Written task ::
Please return every line in the listing below that contains the word "branch", copied in full. Case counts.

_____

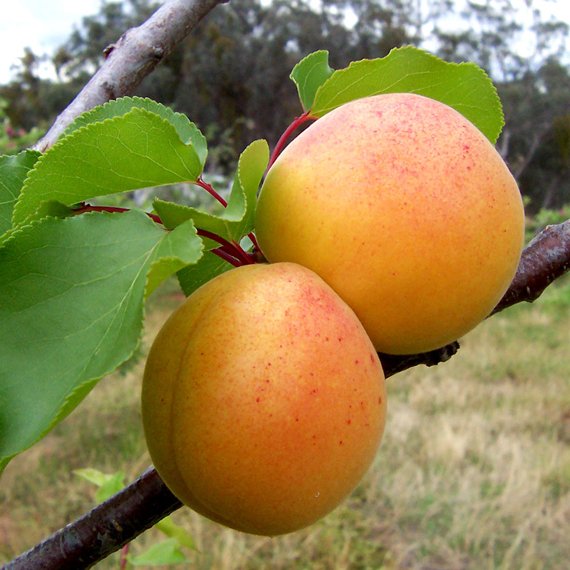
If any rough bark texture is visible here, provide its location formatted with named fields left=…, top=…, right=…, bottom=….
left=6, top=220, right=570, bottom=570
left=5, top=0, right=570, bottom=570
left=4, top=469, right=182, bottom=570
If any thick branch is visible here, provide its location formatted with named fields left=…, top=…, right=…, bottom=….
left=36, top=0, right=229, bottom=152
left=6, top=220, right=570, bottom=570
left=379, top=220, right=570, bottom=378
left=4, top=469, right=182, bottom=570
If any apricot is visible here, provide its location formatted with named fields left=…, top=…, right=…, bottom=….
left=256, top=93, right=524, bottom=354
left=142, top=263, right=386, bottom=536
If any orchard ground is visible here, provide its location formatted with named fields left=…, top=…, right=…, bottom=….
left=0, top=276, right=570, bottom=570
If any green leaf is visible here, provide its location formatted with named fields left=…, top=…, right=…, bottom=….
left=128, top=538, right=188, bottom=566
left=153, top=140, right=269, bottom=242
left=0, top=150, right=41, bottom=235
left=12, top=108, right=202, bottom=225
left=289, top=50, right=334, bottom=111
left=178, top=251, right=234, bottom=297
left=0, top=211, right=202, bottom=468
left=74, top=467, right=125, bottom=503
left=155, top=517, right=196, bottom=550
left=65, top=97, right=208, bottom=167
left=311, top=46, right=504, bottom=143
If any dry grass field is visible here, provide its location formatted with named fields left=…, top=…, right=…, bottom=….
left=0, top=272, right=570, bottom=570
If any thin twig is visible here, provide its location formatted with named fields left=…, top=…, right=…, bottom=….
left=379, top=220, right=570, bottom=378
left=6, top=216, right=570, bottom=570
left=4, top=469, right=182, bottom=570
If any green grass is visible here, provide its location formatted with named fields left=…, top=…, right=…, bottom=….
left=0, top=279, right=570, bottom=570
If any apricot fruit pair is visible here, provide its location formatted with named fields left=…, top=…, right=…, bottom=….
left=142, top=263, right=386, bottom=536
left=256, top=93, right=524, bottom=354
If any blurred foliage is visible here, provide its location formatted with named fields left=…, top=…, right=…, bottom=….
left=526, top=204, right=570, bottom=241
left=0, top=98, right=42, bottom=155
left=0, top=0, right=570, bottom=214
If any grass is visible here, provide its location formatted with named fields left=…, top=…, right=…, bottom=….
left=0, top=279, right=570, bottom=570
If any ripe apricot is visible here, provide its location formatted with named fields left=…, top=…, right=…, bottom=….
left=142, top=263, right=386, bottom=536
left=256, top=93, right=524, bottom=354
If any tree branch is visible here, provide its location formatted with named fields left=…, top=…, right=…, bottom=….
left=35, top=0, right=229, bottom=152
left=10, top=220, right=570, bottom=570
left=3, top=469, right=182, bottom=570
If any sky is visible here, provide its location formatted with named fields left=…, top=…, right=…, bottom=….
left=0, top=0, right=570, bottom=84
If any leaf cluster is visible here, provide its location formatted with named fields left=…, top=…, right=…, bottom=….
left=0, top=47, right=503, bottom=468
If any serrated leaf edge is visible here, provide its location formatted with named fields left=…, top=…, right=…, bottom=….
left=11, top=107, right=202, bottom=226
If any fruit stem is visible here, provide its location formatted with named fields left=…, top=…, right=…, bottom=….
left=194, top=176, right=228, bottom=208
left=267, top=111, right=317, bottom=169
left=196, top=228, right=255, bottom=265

_____

Exercise solution ::
If any thick branch is visible here, provide its location formatted with named fields left=…, top=…, right=…, bottom=….
If any tree branch is visible here, provide its location formatted with named fields left=…, top=…, right=…, bottom=….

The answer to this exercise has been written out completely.